◆ Task brief ◆
Where a line holds the word "stadium", count it, then give only the total for the entries below.

==== Records supplied ====

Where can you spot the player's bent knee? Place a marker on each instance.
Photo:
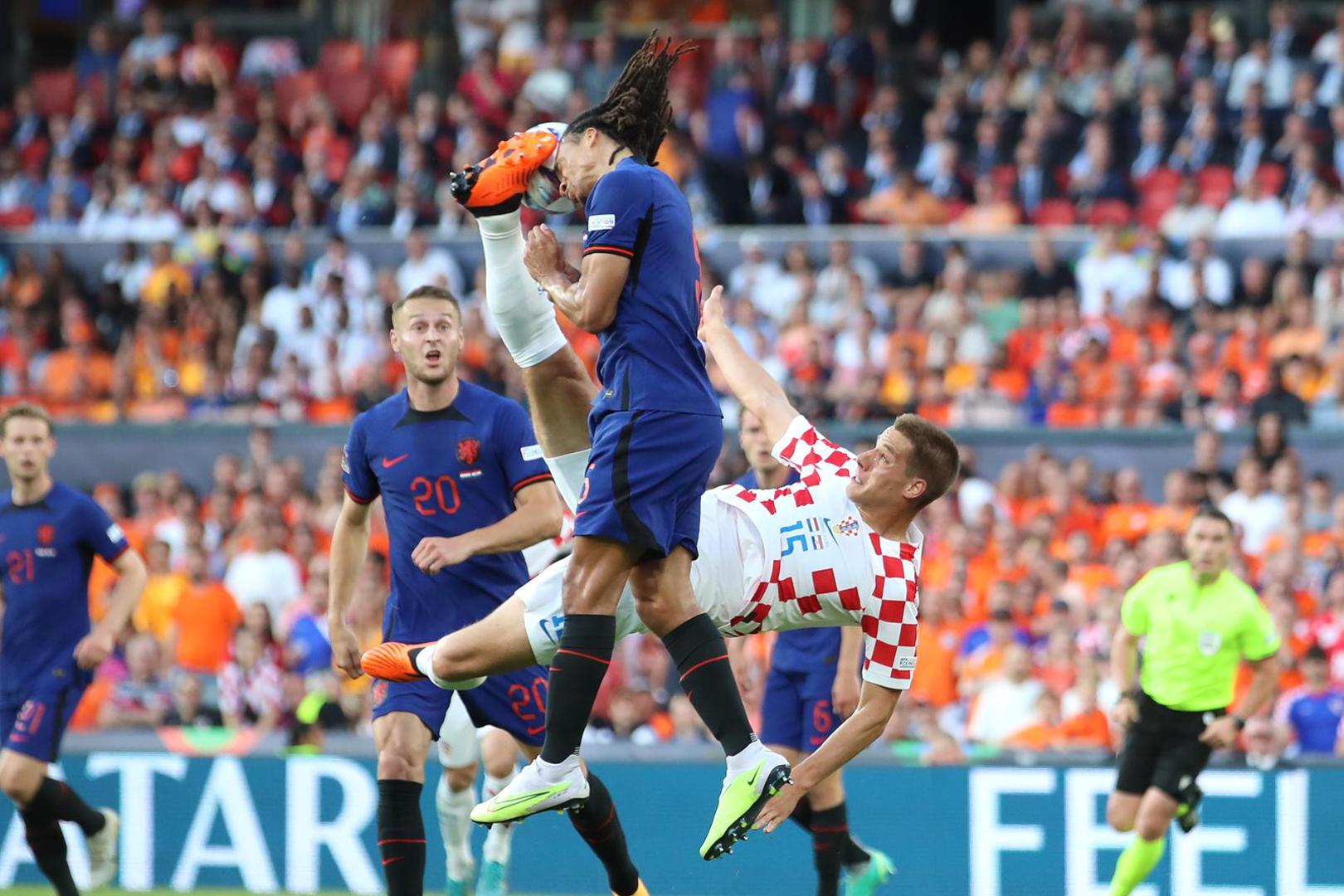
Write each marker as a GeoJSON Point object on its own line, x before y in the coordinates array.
{"type": "Point", "coordinates": [460, 779]}
{"type": "Point", "coordinates": [1120, 815]}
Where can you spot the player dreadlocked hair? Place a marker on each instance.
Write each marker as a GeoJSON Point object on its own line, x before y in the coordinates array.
{"type": "Point", "coordinates": [636, 110]}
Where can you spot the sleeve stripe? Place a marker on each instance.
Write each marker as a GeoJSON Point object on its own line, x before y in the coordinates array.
{"type": "Point", "coordinates": [613, 250]}
{"type": "Point", "coordinates": [355, 497]}
{"type": "Point", "coordinates": [531, 480]}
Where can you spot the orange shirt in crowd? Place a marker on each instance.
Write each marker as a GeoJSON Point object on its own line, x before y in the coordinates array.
{"type": "Point", "coordinates": [206, 618]}
{"type": "Point", "coordinates": [1127, 522]}
{"type": "Point", "coordinates": [937, 679]}
{"type": "Point", "coordinates": [1086, 728]}
{"type": "Point", "coordinates": [158, 603]}
{"type": "Point", "coordinates": [1070, 416]}
{"type": "Point", "coordinates": [71, 375]}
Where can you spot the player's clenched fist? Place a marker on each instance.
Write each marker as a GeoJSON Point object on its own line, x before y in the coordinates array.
{"type": "Point", "coordinates": [431, 555]}
{"type": "Point", "coordinates": [95, 648]}
{"type": "Point", "coordinates": [711, 312]}
{"type": "Point", "coordinates": [543, 256]}
{"type": "Point", "coordinates": [344, 649]}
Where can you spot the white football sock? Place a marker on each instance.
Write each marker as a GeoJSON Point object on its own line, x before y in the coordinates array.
{"type": "Point", "coordinates": [523, 314]}
{"type": "Point", "coordinates": [569, 472]}
{"type": "Point", "coordinates": [499, 840]}
{"type": "Point", "coordinates": [743, 761]}
{"type": "Point", "coordinates": [558, 772]}
{"type": "Point", "coordinates": [455, 825]}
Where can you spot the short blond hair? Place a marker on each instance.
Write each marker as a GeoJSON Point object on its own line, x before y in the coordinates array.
{"type": "Point", "coordinates": [933, 455]}
{"type": "Point", "coordinates": [26, 410]}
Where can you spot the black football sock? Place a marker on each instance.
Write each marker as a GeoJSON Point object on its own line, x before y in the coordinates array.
{"type": "Point", "coordinates": [830, 832]}
{"type": "Point", "coordinates": [401, 837]}
{"type": "Point", "coordinates": [801, 816]}
{"type": "Point", "coordinates": [577, 672]}
{"type": "Point", "coordinates": [58, 800]}
{"type": "Point", "coordinates": [49, 848]}
{"type": "Point", "coordinates": [600, 826]}
{"type": "Point", "coordinates": [699, 655]}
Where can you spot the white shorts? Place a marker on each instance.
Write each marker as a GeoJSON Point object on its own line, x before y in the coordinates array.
{"type": "Point", "coordinates": [543, 611]}
{"type": "Point", "coordinates": [459, 744]}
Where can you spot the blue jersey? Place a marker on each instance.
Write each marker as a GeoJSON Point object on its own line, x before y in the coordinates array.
{"type": "Point", "coordinates": [650, 358]}
{"type": "Point", "coordinates": [799, 649]}
{"type": "Point", "coordinates": [1315, 718]}
{"type": "Point", "coordinates": [444, 473]}
{"type": "Point", "coordinates": [49, 550]}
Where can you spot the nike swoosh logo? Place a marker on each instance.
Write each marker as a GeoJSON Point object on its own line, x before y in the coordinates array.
{"type": "Point", "coordinates": [520, 798]}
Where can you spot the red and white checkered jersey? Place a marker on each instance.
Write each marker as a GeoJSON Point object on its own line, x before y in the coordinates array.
{"type": "Point", "coordinates": [821, 564]}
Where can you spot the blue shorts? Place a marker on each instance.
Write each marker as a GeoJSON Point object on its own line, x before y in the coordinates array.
{"type": "Point", "coordinates": [514, 702]}
{"type": "Point", "coordinates": [647, 473]}
{"type": "Point", "coordinates": [34, 715]}
{"type": "Point", "coordinates": [796, 709]}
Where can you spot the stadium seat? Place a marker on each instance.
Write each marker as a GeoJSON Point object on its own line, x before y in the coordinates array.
{"type": "Point", "coordinates": [351, 97]}
{"type": "Point", "coordinates": [1163, 179]}
{"type": "Point", "coordinates": [1055, 212]}
{"type": "Point", "coordinates": [293, 90]}
{"type": "Point", "coordinates": [1272, 178]}
{"type": "Point", "coordinates": [1110, 212]}
{"type": "Point", "coordinates": [1215, 186]}
{"type": "Point", "coordinates": [394, 66]}
{"type": "Point", "coordinates": [339, 58]}
{"type": "Point", "coordinates": [22, 217]}
{"type": "Point", "coordinates": [1153, 204]}
{"type": "Point", "coordinates": [54, 91]}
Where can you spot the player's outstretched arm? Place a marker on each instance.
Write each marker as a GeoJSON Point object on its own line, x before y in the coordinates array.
{"type": "Point", "coordinates": [589, 301]}
{"type": "Point", "coordinates": [350, 546]}
{"type": "Point", "coordinates": [747, 381]}
{"type": "Point", "coordinates": [537, 516]}
{"type": "Point", "coordinates": [130, 582]}
{"type": "Point", "coordinates": [858, 733]}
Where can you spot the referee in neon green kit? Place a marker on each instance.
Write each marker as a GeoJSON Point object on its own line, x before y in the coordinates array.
{"type": "Point", "coordinates": [1198, 622]}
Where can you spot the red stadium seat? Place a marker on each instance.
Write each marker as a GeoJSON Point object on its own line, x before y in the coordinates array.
{"type": "Point", "coordinates": [1110, 212]}
{"type": "Point", "coordinates": [1055, 212]}
{"type": "Point", "coordinates": [1215, 186]}
{"type": "Point", "coordinates": [394, 66]}
{"type": "Point", "coordinates": [1163, 179]}
{"type": "Point", "coordinates": [17, 218]}
{"type": "Point", "coordinates": [1153, 204]}
{"type": "Point", "coordinates": [1272, 178]}
{"type": "Point", "coordinates": [351, 97]}
{"type": "Point", "coordinates": [339, 58]}
{"type": "Point", "coordinates": [292, 90]}
{"type": "Point", "coordinates": [54, 91]}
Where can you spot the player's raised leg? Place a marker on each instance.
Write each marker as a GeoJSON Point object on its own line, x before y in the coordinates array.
{"type": "Point", "coordinates": [455, 794]}
{"type": "Point", "coordinates": [558, 386]}
{"type": "Point", "coordinates": [499, 755]}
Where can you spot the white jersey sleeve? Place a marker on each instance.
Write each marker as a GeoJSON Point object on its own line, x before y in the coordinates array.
{"type": "Point", "coordinates": [891, 616]}
{"type": "Point", "coordinates": [812, 455]}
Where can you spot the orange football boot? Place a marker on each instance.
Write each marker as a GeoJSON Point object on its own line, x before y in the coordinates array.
{"type": "Point", "coordinates": [392, 661]}
{"type": "Point", "coordinates": [499, 183]}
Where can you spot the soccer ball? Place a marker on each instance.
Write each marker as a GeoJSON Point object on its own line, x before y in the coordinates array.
{"type": "Point", "coordinates": [543, 188]}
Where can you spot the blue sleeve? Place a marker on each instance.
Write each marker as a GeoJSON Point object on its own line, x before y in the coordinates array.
{"type": "Point", "coordinates": [516, 448]}
{"type": "Point", "coordinates": [355, 473]}
{"type": "Point", "coordinates": [616, 208]}
{"type": "Point", "coordinates": [102, 536]}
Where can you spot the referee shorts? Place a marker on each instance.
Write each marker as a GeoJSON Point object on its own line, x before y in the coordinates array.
{"type": "Point", "coordinates": [1163, 748]}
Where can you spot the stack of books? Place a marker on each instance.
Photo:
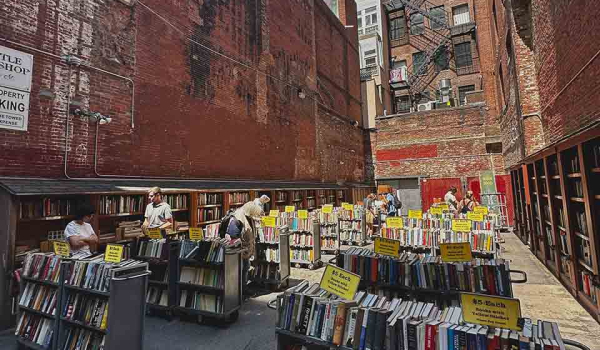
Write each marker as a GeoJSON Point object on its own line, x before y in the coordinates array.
{"type": "Point", "coordinates": [417, 271]}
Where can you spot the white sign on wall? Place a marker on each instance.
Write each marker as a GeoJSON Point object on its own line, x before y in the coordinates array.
{"type": "Point", "coordinates": [16, 72]}
{"type": "Point", "coordinates": [14, 109]}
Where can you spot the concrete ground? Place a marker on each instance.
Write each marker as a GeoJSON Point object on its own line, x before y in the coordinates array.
{"type": "Point", "coordinates": [542, 297]}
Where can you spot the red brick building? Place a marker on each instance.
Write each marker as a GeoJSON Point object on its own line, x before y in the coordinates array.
{"type": "Point", "coordinates": [195, 89]}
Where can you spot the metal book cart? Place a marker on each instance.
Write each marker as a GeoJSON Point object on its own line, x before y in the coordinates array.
{"type": "Point", "coordinates": [230, 294]}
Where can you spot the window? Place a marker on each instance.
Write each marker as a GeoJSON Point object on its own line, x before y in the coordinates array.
{"type": "Point", "coordinates": [442, 60]}
{"type": "Point", "coordinates": [418, 61]}
{"type": "Point", "coordinates": [464, 57]}
{"type": "Point", "coordinates": [462, 93]}
{"type": "Point", "coordinates": [402, 104]}
{"type": "Point", "coordinates": [438, 18]}
{"type": "Point", "coordinates": [416, 24]}
{"type": "Point", "coordinates": [398, 27]}
{"type": "Point", "coordinates": [494, 147]}
{"type": "Point", "coordinates": [460, 14]}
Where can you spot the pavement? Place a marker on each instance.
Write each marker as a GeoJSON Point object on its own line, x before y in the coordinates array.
{"type": "Point", "coordinates": [542, 297]}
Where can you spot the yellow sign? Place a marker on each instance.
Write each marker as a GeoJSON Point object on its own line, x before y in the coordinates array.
{"type": "Point", "coordinates": [415, 214]}
{"type": "Point", "coordinates": [269, 221]}
{"type": "Point", "coordinates": [481, 209]}
{"type": "Point", "coordinates": [491, 311]}
{"type": "Point", "coordinates": [394, 222]}
{"type": "Point", "coordinates": [114, 253]}
{"type": "Point", "coordinates": [196, 234]}
{"type": "Point", "coordinates": [461, 225]}
{"type": "Point", "coordinates": [475, 216]}
{"type": "Point", "coordinates": [436, 211]}
{"type": "Point", "coordinates": [387, 247]}
{"type": "Point", "coordinates": [154, 233]}
{"type": "Point", "coordinates": [62, 248]}
{"type": "Point", "coordinates": [340, 282]}
{"type": "Point", "coordinates": [456, 252]}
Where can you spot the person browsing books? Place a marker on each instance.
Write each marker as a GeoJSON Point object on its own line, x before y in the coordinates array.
{"type": "Point", "coordinates": [158, 213]}
{"type": "Point", "coordinates": [79, 233]}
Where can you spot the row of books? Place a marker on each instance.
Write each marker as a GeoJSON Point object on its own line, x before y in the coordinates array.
{"type": "Point", "coordinates": [199, 301]}
{"type": "Point", "coordinates": [157, 296]}
{"type": "Point", "coordinates": [87, 309]}
{"type": "Point", "coordinates": [417, 271]}
{"type": "Point", "coordinates": [210, 199]}
{"type": "Point", "coordinates": [46, 207]}
{"type": "Point", "coordinates": [153, 248]}
{"type": "Point", "coordinates": [176, 201]}
{"type": "Point", "coordinates": [209, 214]}
{"type": "Point", "coordinates": [375, 322]}
{"type": "Point", "coordinates": [202, 276]}
{"type": "Point", "coordinates": [40, 298]}
{"type": "Point", "coordinates": [42, 266]}
{"type": "Point", "coordinates": [35, 328]}
{"type": "Point", "coordinates": [110, 205]}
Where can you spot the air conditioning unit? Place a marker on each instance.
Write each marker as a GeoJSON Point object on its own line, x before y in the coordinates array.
{"type": "Point", "coordinates": [426, 106]}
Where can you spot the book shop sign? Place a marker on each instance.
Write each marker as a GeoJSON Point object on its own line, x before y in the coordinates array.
{"type": "Point", "coordinates": [491, 311]}
{"type": "Point", "coordinates": [62, 248]}
{"type": "Point", "coordinates": [456, 252]}
{"type": "Point", "coordinates": [340, 282]}
{"type": "Point", "coordinates": [196, 233]}
{"type": "Point", "coordinates": [387, 247]}
{"type": "Point", "coordinates": [114, 253]}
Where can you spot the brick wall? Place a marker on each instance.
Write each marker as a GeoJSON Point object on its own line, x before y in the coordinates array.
{"type": "Point", "coordinates": [196, 113]}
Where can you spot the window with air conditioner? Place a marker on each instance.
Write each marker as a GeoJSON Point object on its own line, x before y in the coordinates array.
{"type": "Point", "coordinates": [460, 14]}
{"type": "Point", "coordinates": [416, 24]}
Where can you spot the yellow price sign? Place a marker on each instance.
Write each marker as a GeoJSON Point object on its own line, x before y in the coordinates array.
{"type": "Point", "coordinates": [415, 214]}
{"type": "Point", "coordinates": [386, 246]}
{"type": "Point", "coordinates": [475, 216]}
{"type": "Point", "coordinates": [62, 249]}
{"type": "Point", "coordinates": [436, 211]}
{"type": "Point", "coordinates": [269, 221]}
{"type": "Point", "coordinates": [394, 222]}
{"type": "Point", "coordinates": [461, 225]}
{"type": "Point", "coordinates": [498, 312]}
{"type": "Point", "coordinates": [196, 234]}
{"type": "Point", "coordinates": [481, 209]}
{"type": "Point", "coordinates": [113, 253]}
{"type": "Point", "coordinates": [154, 233]}
{"type": "Point", "coordinates": [340, 282]}
{"type": "Point", "coordinates": [456, 252]}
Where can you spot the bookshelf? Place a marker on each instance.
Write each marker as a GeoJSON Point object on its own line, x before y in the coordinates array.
{"type": "Point", "coordinates": [567, 179]}
{"type": "Point", "coordinates": [208, 284]}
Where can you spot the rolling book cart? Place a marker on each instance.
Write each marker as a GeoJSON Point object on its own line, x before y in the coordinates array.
{"type": "Point", "coordinates": [221, 297]}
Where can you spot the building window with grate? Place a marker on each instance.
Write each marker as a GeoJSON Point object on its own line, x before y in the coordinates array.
{"type": "Point", "coordinates": [462, 52]}
{"type": "Point", "coordinates": [416, 24]}
{"type": "Point", "coordinates": [418, 61]}
{"type": "Point", "coordinates": [462, 93]}
{"type": "Point", "coordinates": [402, 104]}
{"type": "Point", "coordinates": [460, 14]}
{"type": "Point", "coordinates": [438, 18]}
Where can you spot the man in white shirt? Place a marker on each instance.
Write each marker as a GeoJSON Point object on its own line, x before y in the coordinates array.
{"type": "Point", "coordinates": [79, 233]}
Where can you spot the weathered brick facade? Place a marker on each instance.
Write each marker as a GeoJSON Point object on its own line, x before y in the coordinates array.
{"type": "Point", "coordinates": [196, 112]}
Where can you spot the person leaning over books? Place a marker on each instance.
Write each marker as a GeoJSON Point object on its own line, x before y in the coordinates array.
{"type": "Point", "coordinates": [79, 233]}
{"type": "Point", "coordinates": [158, 213]}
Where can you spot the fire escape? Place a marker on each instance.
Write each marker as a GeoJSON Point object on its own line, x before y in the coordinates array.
{"type": "Point", "coordinates": [434, 43]}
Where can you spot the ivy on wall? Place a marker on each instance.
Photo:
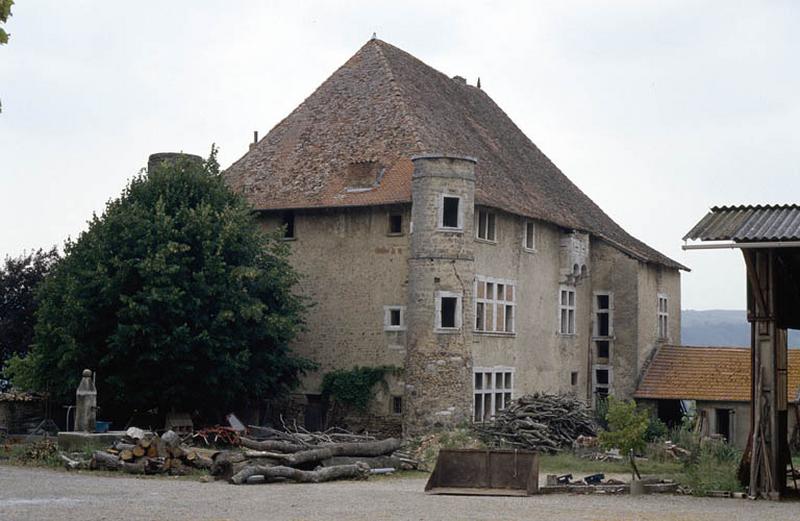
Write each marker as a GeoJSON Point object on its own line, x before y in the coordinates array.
{"type": "Point", "coordinates": [353, 387]}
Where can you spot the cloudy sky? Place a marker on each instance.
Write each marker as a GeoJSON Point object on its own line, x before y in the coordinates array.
{"type": "Point", "coordinates": [657, 110]}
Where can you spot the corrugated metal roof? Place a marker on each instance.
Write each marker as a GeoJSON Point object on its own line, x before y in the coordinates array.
{"type": "Point", "coordinates": [706, 373]}
{"type": "Point", "coordinates": [748, 223]}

====

◆ Exercise result ◆
2